| Direction |
Copy out verbatim the stretch of items from the line containing "Mark every instance of the stone pilaster" through the last line of the items.

Object position labeling entries

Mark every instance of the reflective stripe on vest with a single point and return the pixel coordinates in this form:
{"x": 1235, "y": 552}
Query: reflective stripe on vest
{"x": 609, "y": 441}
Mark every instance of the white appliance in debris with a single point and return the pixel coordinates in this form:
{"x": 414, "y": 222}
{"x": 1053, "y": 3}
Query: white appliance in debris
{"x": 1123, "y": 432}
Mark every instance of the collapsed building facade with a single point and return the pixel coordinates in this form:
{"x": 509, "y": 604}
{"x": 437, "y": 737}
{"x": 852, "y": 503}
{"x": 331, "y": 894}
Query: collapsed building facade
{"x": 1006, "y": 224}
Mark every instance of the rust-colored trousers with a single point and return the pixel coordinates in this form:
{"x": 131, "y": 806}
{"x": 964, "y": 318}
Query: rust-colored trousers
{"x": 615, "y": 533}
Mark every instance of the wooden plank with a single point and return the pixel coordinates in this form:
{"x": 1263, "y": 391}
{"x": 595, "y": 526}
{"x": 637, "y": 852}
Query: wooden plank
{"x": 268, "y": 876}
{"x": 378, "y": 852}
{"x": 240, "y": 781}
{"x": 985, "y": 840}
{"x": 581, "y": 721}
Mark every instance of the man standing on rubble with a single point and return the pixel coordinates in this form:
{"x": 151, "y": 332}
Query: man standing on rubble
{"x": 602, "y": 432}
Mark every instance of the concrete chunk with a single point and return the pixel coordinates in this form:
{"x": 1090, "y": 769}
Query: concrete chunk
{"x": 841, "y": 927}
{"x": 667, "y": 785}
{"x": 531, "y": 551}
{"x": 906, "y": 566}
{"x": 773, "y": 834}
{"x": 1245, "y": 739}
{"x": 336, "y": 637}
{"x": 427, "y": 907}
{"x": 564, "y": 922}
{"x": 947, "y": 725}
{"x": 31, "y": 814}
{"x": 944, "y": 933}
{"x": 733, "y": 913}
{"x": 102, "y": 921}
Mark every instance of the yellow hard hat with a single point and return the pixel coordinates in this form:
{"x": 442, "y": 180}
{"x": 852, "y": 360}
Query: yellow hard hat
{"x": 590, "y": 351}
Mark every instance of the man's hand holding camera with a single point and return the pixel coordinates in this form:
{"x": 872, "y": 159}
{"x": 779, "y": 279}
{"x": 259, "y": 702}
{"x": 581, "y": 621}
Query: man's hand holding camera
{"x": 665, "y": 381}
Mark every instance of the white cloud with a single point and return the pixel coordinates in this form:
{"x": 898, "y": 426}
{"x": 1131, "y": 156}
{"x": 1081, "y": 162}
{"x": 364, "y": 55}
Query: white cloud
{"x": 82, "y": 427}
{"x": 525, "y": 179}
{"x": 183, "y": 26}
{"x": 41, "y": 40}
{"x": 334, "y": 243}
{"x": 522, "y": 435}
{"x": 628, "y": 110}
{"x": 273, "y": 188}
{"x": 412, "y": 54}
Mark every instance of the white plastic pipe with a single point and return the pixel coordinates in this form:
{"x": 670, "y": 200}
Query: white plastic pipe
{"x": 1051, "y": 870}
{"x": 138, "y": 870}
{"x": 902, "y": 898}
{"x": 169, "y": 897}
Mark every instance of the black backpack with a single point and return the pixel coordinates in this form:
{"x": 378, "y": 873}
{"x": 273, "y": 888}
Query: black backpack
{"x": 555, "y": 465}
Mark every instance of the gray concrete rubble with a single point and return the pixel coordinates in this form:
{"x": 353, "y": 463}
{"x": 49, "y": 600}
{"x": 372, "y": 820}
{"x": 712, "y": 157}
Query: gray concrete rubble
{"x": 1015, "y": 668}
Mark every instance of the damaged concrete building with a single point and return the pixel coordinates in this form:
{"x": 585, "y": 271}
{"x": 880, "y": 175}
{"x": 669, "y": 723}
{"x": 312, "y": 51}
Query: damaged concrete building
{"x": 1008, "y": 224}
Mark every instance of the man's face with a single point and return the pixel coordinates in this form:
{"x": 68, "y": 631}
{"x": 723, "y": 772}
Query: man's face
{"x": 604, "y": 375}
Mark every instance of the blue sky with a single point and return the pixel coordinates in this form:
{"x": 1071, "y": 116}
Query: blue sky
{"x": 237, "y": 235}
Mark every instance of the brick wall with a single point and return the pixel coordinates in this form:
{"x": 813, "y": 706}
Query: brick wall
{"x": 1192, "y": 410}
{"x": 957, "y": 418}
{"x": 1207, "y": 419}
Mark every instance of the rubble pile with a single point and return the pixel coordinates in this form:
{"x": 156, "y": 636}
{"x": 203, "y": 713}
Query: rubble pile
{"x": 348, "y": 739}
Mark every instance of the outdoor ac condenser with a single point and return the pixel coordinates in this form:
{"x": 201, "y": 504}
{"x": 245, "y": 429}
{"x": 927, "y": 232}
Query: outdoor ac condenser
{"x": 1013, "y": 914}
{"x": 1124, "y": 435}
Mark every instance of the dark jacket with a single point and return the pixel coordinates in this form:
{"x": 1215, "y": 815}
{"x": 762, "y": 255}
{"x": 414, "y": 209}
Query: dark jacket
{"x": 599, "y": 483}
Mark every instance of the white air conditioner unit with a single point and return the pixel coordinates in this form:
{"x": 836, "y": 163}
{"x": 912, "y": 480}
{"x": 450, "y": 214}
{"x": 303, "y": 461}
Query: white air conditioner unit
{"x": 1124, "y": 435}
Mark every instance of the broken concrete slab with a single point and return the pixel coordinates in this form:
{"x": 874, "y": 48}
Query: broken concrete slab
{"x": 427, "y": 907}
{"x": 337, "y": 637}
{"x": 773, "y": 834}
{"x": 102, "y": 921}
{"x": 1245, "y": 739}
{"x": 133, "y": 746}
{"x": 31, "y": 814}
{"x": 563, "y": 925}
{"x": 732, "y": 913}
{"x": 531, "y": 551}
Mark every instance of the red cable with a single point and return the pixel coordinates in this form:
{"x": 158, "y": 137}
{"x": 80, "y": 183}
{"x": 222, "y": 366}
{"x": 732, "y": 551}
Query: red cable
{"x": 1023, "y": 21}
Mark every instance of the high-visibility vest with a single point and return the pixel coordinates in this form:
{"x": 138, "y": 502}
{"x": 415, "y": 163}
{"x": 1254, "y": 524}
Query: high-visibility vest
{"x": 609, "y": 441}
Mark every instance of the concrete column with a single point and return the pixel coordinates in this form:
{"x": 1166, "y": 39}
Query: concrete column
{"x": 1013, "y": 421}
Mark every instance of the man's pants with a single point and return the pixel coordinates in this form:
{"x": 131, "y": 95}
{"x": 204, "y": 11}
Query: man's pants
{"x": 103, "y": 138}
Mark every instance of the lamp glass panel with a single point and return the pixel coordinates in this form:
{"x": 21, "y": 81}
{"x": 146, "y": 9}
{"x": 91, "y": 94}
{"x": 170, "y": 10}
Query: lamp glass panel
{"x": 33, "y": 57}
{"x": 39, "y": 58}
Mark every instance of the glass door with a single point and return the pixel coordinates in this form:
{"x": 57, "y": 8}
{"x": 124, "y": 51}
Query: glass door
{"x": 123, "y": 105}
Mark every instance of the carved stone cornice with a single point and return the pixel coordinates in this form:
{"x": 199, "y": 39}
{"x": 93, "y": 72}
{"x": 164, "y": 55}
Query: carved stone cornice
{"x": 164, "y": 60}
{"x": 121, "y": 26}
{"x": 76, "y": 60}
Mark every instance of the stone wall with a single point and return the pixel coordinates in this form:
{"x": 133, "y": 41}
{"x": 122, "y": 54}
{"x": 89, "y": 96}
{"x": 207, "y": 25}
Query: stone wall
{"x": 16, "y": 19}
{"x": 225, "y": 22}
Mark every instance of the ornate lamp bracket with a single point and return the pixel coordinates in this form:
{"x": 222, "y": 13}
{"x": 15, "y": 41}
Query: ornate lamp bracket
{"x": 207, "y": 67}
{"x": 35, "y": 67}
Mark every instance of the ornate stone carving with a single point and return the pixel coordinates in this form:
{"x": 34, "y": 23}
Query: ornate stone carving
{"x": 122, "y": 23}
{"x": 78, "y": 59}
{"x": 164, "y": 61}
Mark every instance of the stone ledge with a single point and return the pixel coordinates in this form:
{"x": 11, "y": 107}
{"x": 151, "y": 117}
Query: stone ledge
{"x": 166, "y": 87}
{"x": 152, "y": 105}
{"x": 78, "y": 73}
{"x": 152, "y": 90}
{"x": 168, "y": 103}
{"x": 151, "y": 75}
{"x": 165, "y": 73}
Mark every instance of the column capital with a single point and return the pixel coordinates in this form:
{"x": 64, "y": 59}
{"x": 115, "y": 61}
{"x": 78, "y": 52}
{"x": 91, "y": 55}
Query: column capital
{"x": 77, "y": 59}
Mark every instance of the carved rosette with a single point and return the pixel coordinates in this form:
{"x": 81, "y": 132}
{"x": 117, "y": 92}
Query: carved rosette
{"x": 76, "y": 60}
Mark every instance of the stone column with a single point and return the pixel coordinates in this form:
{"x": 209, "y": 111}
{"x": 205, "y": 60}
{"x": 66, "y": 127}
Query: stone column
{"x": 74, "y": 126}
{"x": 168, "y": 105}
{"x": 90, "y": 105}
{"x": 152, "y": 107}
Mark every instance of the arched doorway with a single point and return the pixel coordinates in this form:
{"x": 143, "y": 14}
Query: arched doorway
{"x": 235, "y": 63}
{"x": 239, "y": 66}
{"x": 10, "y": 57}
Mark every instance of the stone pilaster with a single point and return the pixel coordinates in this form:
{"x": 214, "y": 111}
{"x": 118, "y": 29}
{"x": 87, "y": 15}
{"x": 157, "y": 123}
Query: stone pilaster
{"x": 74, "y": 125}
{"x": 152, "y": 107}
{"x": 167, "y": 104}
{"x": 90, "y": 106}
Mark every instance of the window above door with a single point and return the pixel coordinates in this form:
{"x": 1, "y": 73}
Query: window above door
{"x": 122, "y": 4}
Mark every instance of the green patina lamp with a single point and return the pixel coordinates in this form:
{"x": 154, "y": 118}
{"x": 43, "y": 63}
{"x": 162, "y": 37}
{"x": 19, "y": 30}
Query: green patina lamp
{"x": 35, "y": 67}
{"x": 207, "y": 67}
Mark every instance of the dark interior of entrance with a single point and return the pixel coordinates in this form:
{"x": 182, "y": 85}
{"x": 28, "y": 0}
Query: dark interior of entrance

| Solution to the problem |
Mark every instance of the stone pilaster with a single point and return the pixel coordinates in this form:
{"x": 214, "y": 111}
{"x": 118, "y": 29}
{"x": 87, "y": 15}
{"x": 157, "y": 123}
Query: stone pilaster
{"x": 74, "y": 125}
{"x": 152, "y": 107}
{"x": 167, "y": 104}
{"x": 90, "y": 106}
Mark every instance of the window above door with a single point and return the pixel coordinates in this form:
{"x": 1, "y": 73}
Query: window above door
{"x": 122, "y": 4}
Mark every instance of the green patina lamp with a single point and return the pixel coordinates in this form:
{"x": 154, "y": 118}
{"x": 43, "y": 63}
{"x": 162, "y": 37}
{"x": 19, "y": 30}
Query: green patina lamp
{"x": 35, "y": 67}
{"x": 207, "y": 67}
Mark every instance of the dark interior of entrance with a single point and return the pixel coordinates in this form:
{"x": 182, "y": 85}
{"x": 28, "y": 0}
Query: dark interior of entrance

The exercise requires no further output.